**Task objective:** Convert the lines from the one containing "Please mark the cloud" through the end of the records into a Markdown table with the columns No. and Line, numbering each row and omitting blank lines.

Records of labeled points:

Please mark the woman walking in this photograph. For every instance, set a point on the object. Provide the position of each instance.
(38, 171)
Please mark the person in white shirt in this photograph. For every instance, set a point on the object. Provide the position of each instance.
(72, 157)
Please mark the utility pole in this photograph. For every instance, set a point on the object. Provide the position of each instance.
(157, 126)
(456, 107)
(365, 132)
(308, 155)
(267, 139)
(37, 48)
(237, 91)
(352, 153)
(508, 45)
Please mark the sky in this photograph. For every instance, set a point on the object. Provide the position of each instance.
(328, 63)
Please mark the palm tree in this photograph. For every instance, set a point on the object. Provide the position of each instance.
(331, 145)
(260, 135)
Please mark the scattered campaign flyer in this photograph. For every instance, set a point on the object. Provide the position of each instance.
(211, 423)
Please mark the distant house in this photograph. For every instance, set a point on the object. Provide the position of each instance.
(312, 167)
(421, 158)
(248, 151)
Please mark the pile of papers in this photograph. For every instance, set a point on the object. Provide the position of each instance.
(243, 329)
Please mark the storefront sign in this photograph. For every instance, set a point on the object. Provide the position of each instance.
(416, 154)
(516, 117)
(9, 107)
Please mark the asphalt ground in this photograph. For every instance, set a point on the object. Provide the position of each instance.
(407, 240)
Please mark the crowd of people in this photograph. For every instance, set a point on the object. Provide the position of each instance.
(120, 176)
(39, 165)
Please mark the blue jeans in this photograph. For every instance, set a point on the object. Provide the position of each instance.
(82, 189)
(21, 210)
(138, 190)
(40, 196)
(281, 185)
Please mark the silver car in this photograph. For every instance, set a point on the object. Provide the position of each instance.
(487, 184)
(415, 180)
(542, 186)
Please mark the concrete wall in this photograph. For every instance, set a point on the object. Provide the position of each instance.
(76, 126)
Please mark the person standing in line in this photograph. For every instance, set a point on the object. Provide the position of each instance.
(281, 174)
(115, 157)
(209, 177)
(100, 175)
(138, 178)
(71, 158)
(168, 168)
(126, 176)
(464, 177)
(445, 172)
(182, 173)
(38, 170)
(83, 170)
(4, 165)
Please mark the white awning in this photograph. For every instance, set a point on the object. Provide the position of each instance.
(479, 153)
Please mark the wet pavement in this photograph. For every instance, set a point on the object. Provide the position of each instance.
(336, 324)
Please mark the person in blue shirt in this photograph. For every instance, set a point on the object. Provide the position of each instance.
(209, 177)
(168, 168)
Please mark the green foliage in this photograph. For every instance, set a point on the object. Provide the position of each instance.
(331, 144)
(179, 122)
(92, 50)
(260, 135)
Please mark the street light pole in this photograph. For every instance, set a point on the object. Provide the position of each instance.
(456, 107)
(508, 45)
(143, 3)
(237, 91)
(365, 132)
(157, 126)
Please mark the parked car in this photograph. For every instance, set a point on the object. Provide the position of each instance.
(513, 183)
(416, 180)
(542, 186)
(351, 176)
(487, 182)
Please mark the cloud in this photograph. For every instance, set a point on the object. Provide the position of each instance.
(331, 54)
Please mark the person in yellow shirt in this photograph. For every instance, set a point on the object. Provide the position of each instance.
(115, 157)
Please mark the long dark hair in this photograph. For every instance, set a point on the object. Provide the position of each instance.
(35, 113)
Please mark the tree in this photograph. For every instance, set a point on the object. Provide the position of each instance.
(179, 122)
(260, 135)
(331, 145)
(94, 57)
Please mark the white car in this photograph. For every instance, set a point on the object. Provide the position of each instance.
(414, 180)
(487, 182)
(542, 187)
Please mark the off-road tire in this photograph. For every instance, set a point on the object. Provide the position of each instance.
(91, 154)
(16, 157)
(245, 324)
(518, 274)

**Output for this exercise:**
| No. | Line |
|---|---|
| 1 | Please mark the cloud in this photograph. For every instance, set a point on the object. Provide the position of each instance. |
| 2 | (331, 54) |
| 3 | Please mark the person in yellow shirt in this photograph. For every instance, set a point on the object. Provide the position of each instance. |
| 4 | (115, 157) |
| 5 | Please mark the long dark hair in this photograph. For every instance, set a point on the object. Provide the position of each instance. |
| 6 | (35, 113) |
| 7 | Please mark the tree in this photograph. For every instance, set a point on the object. Provide the position of each instance. |
| 8 | (179, 122) |
| 9 | (260, 135) |
| 10 | (331, 145) |
| 11 | (94, 57) |
| 12 | Please mark the white car in this photograph. For every instance, set a point on the object. Provide the position of each instance. |
| 13 | (414, 180) |
| 14 | (487, 182) |
| 15 | (542, 187) |
| 16 | Please mark the off-road tire in this photograph. For every instance, set a point on the object. Provide the position of each instance. |
| 17 | (91, 154) |
| 18 | (16, 157) |
| 19 | (245, 324) |
| 20 | (518, 274) |